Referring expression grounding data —
★ ★ ★ ★ ★
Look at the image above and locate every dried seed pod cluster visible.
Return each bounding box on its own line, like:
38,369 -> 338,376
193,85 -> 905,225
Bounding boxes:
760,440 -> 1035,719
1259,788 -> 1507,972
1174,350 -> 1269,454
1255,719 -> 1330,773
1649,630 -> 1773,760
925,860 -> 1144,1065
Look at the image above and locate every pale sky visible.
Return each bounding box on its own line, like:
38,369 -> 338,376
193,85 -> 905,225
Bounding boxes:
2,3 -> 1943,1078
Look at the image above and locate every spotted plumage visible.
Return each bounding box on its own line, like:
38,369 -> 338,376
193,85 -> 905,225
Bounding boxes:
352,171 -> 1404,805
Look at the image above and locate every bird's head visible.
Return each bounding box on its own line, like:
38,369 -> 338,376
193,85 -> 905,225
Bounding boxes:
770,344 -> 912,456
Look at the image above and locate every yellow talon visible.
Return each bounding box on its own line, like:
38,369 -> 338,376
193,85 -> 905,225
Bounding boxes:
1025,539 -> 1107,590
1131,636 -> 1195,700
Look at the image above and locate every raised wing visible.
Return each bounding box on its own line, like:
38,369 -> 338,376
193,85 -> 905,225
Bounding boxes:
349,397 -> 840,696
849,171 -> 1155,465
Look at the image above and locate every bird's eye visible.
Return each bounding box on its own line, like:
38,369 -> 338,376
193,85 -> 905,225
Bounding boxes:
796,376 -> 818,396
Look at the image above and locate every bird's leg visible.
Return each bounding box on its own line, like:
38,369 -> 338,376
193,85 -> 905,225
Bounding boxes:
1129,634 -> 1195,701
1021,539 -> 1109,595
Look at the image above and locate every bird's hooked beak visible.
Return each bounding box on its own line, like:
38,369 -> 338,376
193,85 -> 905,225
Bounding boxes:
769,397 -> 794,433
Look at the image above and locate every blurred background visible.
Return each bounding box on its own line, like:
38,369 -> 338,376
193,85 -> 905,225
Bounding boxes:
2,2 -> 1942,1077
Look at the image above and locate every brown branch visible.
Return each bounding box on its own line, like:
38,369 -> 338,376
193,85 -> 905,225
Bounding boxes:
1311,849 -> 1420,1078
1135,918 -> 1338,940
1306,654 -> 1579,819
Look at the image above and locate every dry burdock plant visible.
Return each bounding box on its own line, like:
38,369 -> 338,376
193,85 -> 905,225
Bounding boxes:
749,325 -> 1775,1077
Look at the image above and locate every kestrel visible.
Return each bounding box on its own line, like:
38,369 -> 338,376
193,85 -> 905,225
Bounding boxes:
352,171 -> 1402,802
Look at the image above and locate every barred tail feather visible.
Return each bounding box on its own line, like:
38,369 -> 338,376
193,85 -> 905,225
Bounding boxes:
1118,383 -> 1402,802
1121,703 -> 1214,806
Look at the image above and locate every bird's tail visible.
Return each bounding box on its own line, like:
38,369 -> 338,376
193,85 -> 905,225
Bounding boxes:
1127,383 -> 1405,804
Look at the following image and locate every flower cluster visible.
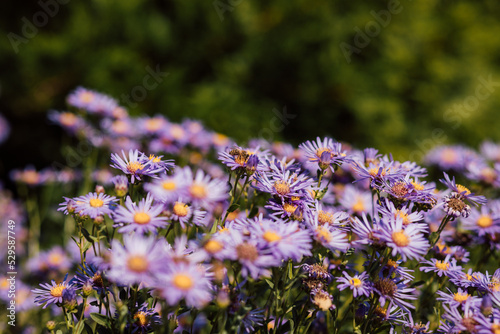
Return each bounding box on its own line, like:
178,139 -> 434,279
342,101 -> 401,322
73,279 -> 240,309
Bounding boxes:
4,87 -> 499,334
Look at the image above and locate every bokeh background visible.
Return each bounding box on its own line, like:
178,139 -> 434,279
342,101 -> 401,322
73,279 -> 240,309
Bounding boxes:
2,0 -> 500,187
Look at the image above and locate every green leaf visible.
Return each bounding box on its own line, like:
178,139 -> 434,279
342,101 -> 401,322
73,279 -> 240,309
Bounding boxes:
410,280 -> 426,288
56,331 -> 63,334
265,278 -> 274,289
74,320 -> 85,334
227,203 -> 240,213
90,313 -> 110,327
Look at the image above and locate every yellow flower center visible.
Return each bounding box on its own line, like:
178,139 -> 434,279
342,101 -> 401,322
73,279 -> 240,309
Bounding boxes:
173,274 -> 194,290
213,133 -> 228,146
350,278 -> 362,287
435,261 -> 449,271
134,312 -> 149,327
352,199 -> 365,213
22,170 -> 40,185
162,181 -> 176,191
149,154 -> 161,163
218,227 -> 229,234
133,212 -> 151,225
387,259 -> 399,269
111,120 -> 128,134
273,180 -> 290,196
145,118 -> 163,132
60,112 -> 78,127
89,198 -> 104,208
50,284 -> 66,297
316,226 -> 332,242
48,253 -> 63,265
190,152 -> 203,164
411,181 -> 425,191
492,324 -> 500,334
391,231 -> 410,247
283,203 -> 297,214
456,184 -> 471,196
127,255 -> 149,273
477,215 -> 493,228
263,231 -> 281,242
442,149 -> 458,163
313,148 -> 331,160
453,291 -> 470,303
171,125 -> 185,139
80,91 -> 94,103
190,183 -> 207,199
127,161 -> 144,173
395,210 -> 410,226
204,240 -> 223,254
318,210 -> 333,225
173,202 -> 189,217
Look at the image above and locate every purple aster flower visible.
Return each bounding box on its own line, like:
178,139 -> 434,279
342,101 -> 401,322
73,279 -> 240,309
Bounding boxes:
253,161 -> 314,200
111,175 -> 129,197
136,115 -> 168,136
32,274 -> 74,309
420,254 -> 463,278
247,216 -> 312,262
304,208 -> 350,252
310,288 -> 335,311
440,172 -> 487,206
378,216 -> 429,261
306,201 -> 350,229
336,271 -> 371,298
425,145 -> 480,171
299,137 -> 350,170
129,302 -> 162,333
106,234 -> 167,286
350,213 -> 384,248
142,153 -> 175,174
449,268 -> 480,289
440,300 -> 481,333
72,263 -> 108,294
156,261 -> 212,308
183,167 -> 229,210
378,199 -> 426,231
111,149 -> 164,183
338,184 -> 373,215
461,205 -> 500,237
10,166 -> 54,186
73,192 -> 118,219
223,228 -> 280,279
113,193 -> 168,235
471,269 -> 500,294
372,275 -> 417,311
443,192 -> 472,218
218,145 -> 267,175
144,169 -> 189,204
437,288 -> 481,308
166,198 -> 207,229
67,87 -> 119,116
48,110 -> 86,135
480,140 -> 500,163
352,161 -> 405,188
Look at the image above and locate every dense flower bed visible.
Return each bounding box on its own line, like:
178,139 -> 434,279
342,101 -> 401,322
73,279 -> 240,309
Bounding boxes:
2,87 -> 500,333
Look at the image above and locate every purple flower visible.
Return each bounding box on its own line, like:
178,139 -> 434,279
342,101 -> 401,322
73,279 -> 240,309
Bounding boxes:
306,209 -> 350,252
32,274 -> 74,309
437,288 -> 481,308
420,255 -> 463,278
440,172 -> 487,206
372,275 -> 416,311
336,271 -> 371,298
299,137 -> 349,169
113,193 -> 168,235
378,216 -> 429,261
106,234 -> 167,286
461,205 -> 500,237
443,192 -> 472,218
144,170 -> 189,204
218,145 -> 267,175
183,167 -> 229,210
72,192 -> 118,219
156,261 -> 212,308
129,303 -> 162,333
111,149 -> 164,183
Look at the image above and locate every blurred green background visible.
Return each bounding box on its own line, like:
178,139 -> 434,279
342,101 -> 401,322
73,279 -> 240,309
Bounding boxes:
2,0 -> 500,181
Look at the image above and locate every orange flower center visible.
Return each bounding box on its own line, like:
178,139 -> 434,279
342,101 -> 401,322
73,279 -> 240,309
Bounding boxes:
133,212 -> 151,225
391,231 -> 410,247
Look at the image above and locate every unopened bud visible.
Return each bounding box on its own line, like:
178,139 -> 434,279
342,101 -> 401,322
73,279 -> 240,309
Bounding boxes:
95,185 -> 105,194
46,320 -> 56,330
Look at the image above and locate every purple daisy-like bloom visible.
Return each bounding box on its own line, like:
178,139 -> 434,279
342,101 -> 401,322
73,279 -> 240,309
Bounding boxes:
113,193 -> 168,235
437,288 -> 481,308
73,192 -> 118,219
32,274 -> 74,309
461,205 -> 500,237
336,271 -> 371,298
378,216 -> 429,261
167,198 -> 207,229
129,302 -> 162,334
338,184 -> 373,215
440,300 -> 481,333
223,228 -> 280,279
218,145 -> 267,175
372,275 -> 417,311
299,137 -> 350,169
111,149 -> 164,183
71,263 -> 108,294
350,213 -> 384,248
440,172 -> 487,206
305,210 -> 350,252
142,153 -> 175,174
471,269 -> 500,294
144,169 -> 189,204
67,87 -> 119,116
378,199 -> 427,231
425,145 -> 479,172
352,161 -> 405,188
183,167 -> 229,210
48,110 -> 86,135
58,197 -> 77,215
253,161 -> 314,200
443,192 -> 472,218
137,115 -> 168,136
156,261 -> 212,308
449,268 -> 480,289
247,216 -> 312,262
420,255 -> 463,278
107,234 -> 167,286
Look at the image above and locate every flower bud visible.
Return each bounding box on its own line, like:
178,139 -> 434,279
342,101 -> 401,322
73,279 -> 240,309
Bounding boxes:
82,280 -> 94,297
62,288 -> 77,311
95,185 -> 105,194
46,320 -> 56,331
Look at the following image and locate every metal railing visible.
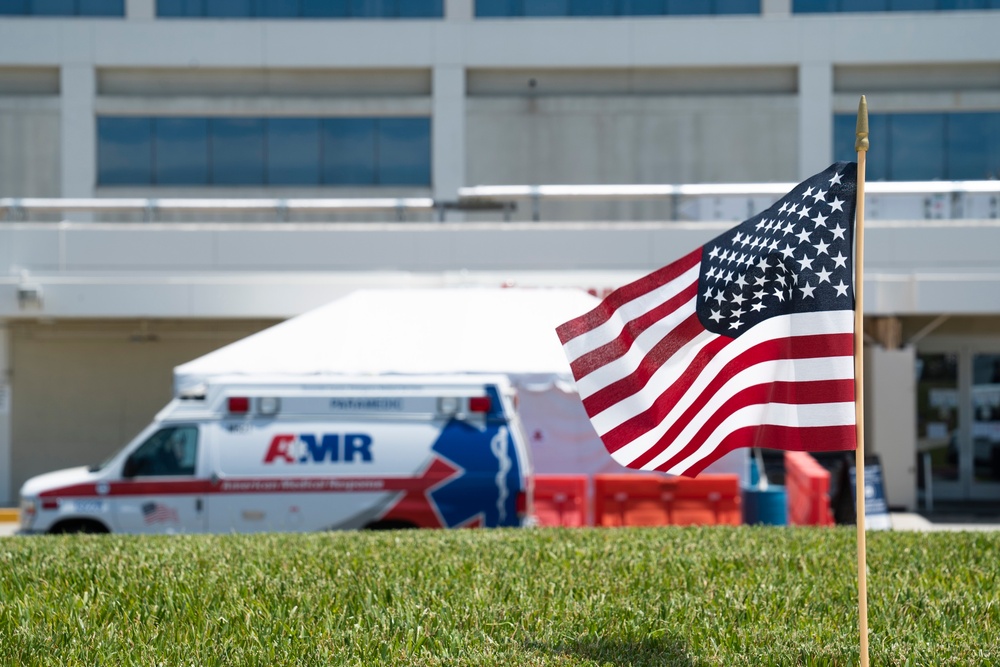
★ ★ ★ ★ ★
EXERCISE PROMPT — What is the number of lines in the records that hold the word "blurred"? Answer with that number by itself.

ANSWER TO THE EXERCISE — 2